**WORK REQUEST:**
Nothing but the pictures should be dropped; repeat the rest of the data below exactly.

Image-grounded pointing data
^^^^^^^^^^^^^^^^

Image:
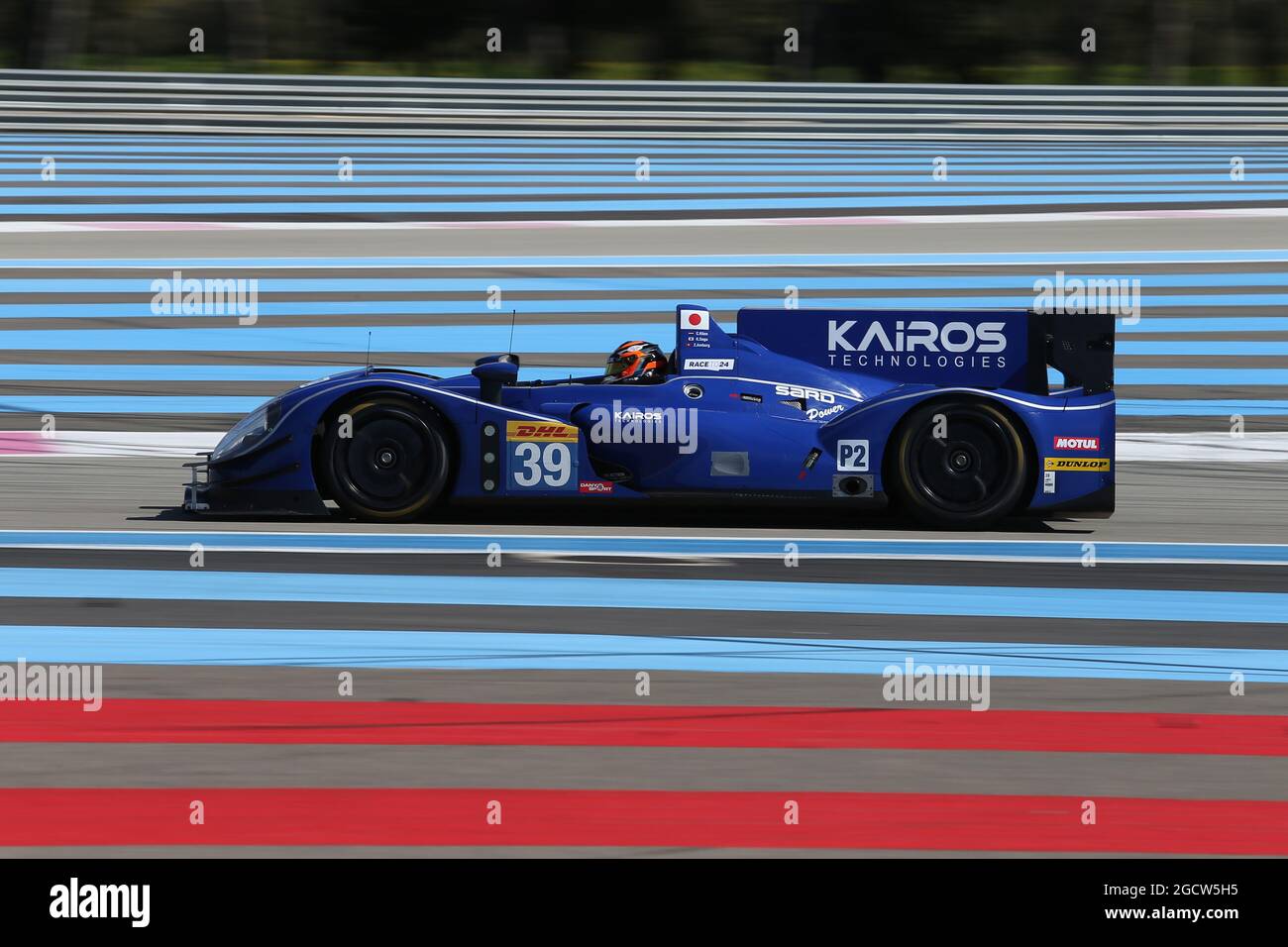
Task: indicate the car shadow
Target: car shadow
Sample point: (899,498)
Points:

^^^^^^^^^^^^^^^^

**WRITTEN SOLUTION:**
Image:
Task: indicate the car shadow
Target: car shadow
Sample point: (899,498)
Points:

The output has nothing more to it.